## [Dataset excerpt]
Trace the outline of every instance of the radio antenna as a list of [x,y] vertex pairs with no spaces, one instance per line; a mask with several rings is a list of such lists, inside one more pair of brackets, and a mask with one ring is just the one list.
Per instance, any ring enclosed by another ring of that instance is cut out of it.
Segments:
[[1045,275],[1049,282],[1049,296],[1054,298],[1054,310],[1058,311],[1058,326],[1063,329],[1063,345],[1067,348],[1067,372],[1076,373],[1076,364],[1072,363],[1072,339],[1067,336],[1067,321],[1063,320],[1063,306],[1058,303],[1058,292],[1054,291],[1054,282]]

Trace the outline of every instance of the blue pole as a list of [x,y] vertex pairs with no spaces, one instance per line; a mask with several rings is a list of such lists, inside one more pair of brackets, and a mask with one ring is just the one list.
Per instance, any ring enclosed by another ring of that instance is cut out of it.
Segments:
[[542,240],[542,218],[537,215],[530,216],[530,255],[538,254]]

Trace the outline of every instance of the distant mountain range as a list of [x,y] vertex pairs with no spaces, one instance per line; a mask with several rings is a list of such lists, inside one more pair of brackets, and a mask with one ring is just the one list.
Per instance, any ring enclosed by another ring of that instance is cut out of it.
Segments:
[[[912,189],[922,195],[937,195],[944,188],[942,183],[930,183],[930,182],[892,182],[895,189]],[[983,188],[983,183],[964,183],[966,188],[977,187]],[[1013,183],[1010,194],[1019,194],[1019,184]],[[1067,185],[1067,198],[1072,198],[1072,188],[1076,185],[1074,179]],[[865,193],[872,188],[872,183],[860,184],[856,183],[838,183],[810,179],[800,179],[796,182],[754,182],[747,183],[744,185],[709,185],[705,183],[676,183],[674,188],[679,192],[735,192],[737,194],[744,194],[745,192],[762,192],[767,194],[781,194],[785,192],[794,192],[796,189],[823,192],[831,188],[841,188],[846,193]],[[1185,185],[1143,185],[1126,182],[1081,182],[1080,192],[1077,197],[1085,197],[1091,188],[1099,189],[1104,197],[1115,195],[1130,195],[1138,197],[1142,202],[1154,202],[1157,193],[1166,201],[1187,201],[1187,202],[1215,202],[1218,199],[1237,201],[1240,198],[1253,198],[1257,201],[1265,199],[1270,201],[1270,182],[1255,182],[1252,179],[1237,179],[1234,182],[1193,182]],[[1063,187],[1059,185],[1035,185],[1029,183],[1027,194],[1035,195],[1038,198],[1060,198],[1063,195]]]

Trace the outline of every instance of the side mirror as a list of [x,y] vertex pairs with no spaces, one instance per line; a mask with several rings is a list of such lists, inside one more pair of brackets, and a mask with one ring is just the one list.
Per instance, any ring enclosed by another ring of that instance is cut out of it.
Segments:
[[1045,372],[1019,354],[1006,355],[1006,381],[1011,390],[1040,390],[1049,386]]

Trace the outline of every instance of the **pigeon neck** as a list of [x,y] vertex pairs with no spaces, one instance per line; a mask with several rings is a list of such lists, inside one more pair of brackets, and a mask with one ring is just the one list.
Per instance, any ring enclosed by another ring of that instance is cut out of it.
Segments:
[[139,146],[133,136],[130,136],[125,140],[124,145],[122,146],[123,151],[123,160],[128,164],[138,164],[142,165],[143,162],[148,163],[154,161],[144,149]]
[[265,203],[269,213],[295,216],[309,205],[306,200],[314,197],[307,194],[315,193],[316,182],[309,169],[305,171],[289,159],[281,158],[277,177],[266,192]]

==

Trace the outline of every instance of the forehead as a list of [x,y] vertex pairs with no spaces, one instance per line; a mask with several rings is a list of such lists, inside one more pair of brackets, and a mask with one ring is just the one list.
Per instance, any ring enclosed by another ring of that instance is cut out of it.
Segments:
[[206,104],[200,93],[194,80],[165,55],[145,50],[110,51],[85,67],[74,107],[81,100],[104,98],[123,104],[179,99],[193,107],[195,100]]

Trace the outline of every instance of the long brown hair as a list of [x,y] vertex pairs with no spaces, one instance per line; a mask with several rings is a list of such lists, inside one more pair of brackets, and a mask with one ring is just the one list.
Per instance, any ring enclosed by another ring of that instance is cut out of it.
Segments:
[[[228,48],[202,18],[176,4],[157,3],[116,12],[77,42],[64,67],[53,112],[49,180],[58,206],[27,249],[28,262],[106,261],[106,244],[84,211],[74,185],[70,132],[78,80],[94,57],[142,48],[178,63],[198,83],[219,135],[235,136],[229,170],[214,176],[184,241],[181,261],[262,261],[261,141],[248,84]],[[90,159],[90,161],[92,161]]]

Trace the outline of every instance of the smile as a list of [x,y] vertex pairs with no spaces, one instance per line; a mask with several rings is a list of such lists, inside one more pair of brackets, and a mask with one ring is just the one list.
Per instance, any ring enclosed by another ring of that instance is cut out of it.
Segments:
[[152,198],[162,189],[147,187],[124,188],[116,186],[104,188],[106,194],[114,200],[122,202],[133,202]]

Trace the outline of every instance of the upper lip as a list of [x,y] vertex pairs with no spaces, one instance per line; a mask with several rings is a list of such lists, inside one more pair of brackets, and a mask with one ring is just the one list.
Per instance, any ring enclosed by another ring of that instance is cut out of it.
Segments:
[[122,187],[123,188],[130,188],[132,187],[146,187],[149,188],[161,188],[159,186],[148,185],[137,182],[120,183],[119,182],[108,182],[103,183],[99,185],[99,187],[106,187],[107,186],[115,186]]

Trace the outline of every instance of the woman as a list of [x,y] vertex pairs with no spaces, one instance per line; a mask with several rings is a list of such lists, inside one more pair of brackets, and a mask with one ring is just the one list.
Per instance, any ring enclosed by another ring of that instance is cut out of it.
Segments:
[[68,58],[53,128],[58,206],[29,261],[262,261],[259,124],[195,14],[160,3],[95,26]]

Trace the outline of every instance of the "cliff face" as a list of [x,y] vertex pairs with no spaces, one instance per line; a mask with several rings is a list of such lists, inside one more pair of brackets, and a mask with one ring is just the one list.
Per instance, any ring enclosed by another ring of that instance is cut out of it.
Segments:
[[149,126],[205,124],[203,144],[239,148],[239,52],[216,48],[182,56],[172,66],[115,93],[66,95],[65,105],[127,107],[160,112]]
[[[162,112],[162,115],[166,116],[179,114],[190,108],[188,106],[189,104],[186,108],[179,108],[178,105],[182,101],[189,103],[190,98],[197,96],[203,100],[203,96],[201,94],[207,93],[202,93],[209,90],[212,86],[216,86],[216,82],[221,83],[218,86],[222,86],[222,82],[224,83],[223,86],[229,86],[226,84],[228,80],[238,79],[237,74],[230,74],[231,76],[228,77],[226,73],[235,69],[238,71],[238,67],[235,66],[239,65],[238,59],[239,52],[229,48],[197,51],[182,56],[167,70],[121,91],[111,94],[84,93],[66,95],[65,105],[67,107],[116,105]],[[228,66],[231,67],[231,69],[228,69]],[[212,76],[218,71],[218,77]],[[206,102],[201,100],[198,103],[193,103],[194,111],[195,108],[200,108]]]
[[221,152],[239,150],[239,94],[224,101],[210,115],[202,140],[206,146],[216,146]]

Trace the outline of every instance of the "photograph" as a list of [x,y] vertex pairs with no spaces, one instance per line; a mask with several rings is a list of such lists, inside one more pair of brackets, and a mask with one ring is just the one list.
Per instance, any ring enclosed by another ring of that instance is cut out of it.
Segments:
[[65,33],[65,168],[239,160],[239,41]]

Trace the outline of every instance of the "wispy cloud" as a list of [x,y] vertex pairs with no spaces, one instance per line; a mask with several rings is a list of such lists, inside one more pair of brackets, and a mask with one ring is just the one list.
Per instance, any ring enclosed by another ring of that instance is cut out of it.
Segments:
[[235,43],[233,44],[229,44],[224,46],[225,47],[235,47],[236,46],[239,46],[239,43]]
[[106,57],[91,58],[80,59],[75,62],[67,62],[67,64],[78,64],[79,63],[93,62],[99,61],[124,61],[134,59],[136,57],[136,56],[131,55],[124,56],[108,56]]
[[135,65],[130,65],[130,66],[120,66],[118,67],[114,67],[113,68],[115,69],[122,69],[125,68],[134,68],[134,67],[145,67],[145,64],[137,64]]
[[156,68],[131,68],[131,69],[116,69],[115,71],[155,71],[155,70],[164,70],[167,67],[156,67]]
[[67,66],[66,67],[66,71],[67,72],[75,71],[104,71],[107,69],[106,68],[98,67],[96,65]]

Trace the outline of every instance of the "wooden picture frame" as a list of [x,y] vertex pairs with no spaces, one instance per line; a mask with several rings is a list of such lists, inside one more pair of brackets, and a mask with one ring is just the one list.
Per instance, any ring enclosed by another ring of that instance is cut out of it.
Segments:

## [Exercise aim]
Repeat verbatim the rows from the line with "Trace the outline of every instance of the blue" to the line with "[[542,240],[542,218],[537,215],[530,216],[530,255],[538,254]]".

## [Exercise result]
Trace the outline of every instance of the blue pole as a list of [x,y] vertex pairs with no spaces, one instance per line; a mask with several rings is a list of such lists, inside one more pair of brackets, and a mask with one ring is just the one list.
Per instance, any ring enclosed by another ring of that instance is cut out of it.
Segments:
[[542,240],[542,218],[537,215],[530,216],[530,255],[538,254]]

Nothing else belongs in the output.